本演習の課題 =
A. リベロについての文章によると、リベロが現代のゲームで使われない大きな理由は何ですか。
B. リベロについての文章の一部を、「リベロは追加の守備のカバーになります。(略)」を含むところから書き出し、「するオプションも提供します。」で終えてください。その際、「ボール保持」を「ポゼッション」に差し替えてください。

原文抜粋 =
···

けい@Football Manager勢さんからの以下の質問👇にお答えするためにリベロ(攻撃)を活かす戦術を組み立て、FM23で1シーズン回して検証してみました。


パッと回答できない質問です(~_~;)、ですが興味深い質問です。
けいさんありがとうございます🙇‍♂️

僕もリベロには常々ロマンを感じているんですが、如何せんうまく使いこなすのが難しい役割です。加えて、トップレベルでリベロ向きの選手も稀少ですよね。

今回の目標は、妥協でリベロを使うのではなく、リベロを使うことによりチームの力を最大化するチームを選んで、戦術を組むことです。

そこで、まず、リベロをよく理解するところから始めました。



準備

リベロって何?

The Coaches' Voiceより引用(青いマーカー部分)して、リベロについて知ることにしましょう。

リベロとは?
リベロは、バックラインの後ろでプレーするディフェンダーであり、他のディフェンダーの後ろのスペースをカバーしてスイープする役割です。その役割は、ボール奪取後に前線へパスすること(多くの場合、カウンター攻撃のスタートとして)を含むようになり、最終的にはドリブルで中盤まで持ち運んだり、より前に出て攻撃参加するようになった。

リベロを用いるメリット

リベロは追加の守備のカバーになります。(略)

ブロックの背後に位置する追加のDFは、特にローブロックで、優れた組織化につながる可能性があります。リベロの存在により他のディフェンダーの頭に後ろにカバーがあるため、前に出てプレスをかけたり、対戦相手とデュエルをする自由と自信をディフェンダーに与えます。

ボール保持では、リベロは中央のオーバーロードを作るのに貢献します。これは、カウンター攻撃を開始する場合にも、相手がすでに守備のセットを組んでいる場合の両方で役立ちます。 ドリブルで前進することでリベロは対戦相手を引き寄せることができ、チームメイトをさらに前方でフリーにできます。それらの中央配置は、プレーの切り替えを可能にするオプションも提供します。

The Coaches' Voiceより引用


リベロを用いるデメリット

リベロが守備の背後に追加の選手を配置することで、最終ラインはより深くなります。そのため、特に中央に位置するリベロから離れたサイドで、相手が最終ラインの裏を狙いやすくなります。これが、現代のゲームでリベロが使用されない大きな理由です。

···

提示された情報 =
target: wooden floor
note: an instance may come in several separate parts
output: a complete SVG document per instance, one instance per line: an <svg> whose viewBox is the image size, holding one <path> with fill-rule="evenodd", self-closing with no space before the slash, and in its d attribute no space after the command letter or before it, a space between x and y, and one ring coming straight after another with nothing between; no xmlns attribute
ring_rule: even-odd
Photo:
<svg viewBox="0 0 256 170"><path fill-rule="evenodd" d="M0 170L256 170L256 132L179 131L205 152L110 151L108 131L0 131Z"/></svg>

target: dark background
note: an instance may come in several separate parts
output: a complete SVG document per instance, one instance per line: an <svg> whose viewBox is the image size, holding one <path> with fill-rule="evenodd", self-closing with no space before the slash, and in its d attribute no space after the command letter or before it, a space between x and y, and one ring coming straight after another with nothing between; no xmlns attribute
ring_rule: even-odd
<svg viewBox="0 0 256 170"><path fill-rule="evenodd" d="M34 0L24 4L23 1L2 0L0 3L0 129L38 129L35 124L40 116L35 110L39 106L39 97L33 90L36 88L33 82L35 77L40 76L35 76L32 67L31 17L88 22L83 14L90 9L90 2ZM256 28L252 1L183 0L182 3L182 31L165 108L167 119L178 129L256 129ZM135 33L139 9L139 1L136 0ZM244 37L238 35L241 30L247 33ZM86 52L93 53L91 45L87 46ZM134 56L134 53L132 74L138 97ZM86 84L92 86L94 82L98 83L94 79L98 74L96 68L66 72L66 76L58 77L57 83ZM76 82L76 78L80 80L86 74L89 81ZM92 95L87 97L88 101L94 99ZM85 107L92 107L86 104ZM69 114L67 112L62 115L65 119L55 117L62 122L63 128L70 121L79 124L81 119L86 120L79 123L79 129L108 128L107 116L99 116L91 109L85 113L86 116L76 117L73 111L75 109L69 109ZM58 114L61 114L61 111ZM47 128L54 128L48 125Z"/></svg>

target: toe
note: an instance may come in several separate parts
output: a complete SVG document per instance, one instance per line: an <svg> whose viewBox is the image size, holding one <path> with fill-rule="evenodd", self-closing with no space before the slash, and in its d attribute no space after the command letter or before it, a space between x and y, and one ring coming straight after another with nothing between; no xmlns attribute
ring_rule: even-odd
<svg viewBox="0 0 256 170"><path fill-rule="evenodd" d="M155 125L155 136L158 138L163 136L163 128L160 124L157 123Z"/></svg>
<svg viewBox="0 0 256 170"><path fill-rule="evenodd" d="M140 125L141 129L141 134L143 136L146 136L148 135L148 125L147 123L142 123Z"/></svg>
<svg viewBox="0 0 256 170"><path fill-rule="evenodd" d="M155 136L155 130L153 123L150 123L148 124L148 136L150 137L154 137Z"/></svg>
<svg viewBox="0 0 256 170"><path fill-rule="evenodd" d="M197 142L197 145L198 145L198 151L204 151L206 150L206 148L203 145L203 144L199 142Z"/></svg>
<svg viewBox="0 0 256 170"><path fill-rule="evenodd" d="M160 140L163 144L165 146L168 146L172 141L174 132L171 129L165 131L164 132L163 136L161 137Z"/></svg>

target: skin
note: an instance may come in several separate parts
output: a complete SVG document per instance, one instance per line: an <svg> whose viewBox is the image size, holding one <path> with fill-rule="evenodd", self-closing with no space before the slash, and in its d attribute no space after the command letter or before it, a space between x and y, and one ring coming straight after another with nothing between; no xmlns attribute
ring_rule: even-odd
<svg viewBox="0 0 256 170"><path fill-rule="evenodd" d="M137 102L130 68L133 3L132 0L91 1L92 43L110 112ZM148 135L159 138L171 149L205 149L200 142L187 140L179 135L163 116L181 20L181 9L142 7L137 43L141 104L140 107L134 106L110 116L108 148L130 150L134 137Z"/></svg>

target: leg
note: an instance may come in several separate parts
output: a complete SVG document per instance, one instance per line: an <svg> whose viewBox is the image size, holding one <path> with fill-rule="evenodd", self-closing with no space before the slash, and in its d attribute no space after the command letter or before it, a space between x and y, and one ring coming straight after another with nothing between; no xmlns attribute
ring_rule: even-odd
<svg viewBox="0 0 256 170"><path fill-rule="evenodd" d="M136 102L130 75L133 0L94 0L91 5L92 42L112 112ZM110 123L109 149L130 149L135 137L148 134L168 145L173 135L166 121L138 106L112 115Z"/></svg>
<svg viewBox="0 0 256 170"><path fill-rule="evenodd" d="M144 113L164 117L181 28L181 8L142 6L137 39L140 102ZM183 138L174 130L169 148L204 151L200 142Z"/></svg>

···

課題別の回答 =
A. リベロを置くと最終ラインが深くなり、特にリベロから離れたサイドで相手に最終ラインの裏を狙われやすくなるためです。

B.
リベロは追加の守備のカバーになります。(略)

ブロックの背後に位置する追加のDFは、特にローブロックで、優れた組織化につながる可能性があります。リベロの存在により他のディフェンダーの頭に後ろにカバーがあるため、前に出てプレスをかけたり、対戦相手とデュエルをする自由と自信をディフェンダーに与えます。

ポゼッションでは、リベロは中央のオーバーロードを作るのに貢献します。これは、カウンター攻撃を開始する場合にも、相手がすでに守備のセットを組んでいる場合の両方で役立ちます。 ドリブルで前進することでリベロは対戦相手を引き寄せることができ、チームメイトをさらに前方でフリーにできます。それらの中央配置は、プレーの切り替えを可能にするオプションも提供します。